* Directions for this task: Give only the number of lines in the data that contain the string "outline". Case counts.

* Records provided:
══════════

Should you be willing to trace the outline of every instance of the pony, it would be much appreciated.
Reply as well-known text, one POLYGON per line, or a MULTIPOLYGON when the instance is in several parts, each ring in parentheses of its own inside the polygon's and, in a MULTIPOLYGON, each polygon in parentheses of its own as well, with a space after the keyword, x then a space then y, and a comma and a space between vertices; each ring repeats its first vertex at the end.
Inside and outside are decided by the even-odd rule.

══════════

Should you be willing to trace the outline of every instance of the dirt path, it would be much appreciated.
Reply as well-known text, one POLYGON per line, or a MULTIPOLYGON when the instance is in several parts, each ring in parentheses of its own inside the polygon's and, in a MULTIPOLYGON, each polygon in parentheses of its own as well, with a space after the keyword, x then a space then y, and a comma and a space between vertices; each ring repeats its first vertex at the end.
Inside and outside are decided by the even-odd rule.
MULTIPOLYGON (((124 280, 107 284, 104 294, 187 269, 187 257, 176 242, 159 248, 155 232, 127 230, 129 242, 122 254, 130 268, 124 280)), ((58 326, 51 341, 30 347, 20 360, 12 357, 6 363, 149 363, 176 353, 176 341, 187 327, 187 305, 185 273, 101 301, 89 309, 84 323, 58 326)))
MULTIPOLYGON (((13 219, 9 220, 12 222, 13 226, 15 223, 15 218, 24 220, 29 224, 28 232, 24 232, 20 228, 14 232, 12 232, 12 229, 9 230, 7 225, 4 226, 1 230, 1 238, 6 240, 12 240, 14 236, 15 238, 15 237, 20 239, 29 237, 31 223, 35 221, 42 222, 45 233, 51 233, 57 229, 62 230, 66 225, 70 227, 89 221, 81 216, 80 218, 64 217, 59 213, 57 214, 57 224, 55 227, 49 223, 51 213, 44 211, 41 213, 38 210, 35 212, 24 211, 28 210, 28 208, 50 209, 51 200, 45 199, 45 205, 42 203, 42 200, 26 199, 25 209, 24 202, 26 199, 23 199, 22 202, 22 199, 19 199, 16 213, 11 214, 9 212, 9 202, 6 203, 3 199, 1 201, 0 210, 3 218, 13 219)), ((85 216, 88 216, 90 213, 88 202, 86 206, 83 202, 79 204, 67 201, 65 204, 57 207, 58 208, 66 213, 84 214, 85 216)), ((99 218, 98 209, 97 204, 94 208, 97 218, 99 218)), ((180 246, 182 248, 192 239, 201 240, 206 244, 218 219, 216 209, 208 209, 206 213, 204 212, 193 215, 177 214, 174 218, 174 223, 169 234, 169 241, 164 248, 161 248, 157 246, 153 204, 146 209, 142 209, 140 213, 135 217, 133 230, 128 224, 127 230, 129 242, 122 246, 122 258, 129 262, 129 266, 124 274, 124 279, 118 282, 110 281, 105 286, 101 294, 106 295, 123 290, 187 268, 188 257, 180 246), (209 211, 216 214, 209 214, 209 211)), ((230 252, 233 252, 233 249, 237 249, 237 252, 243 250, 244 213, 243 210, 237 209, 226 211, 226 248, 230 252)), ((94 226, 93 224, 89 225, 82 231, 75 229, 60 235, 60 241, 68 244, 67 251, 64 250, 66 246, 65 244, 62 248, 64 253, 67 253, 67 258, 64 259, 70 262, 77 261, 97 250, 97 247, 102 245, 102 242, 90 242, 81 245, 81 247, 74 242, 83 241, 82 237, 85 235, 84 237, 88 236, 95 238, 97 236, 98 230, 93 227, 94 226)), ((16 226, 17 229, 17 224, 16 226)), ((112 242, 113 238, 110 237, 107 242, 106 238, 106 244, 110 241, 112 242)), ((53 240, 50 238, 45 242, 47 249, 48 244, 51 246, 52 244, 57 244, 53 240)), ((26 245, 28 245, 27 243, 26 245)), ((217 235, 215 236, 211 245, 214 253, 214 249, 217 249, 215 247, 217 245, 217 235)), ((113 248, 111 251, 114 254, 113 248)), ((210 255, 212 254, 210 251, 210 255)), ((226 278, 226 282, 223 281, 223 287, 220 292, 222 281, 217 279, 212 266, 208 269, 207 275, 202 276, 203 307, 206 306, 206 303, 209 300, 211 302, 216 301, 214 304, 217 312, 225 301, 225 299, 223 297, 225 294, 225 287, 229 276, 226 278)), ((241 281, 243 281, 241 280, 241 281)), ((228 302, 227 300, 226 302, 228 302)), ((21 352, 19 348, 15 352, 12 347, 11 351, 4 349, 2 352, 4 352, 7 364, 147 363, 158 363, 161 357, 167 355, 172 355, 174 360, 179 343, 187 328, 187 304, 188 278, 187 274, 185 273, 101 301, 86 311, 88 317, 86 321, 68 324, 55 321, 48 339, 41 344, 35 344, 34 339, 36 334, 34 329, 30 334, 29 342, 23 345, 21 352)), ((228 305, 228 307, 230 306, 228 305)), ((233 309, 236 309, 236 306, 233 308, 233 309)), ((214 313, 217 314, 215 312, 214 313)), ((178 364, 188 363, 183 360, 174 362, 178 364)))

══════════

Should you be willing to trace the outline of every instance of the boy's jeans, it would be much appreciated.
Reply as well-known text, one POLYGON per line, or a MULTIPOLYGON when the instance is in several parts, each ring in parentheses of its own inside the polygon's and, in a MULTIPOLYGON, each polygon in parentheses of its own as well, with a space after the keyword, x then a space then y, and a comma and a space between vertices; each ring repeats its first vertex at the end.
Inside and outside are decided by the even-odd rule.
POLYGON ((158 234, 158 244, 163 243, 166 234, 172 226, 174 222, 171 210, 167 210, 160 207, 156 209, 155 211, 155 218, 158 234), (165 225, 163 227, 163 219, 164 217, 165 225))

══════════

* The answer: 3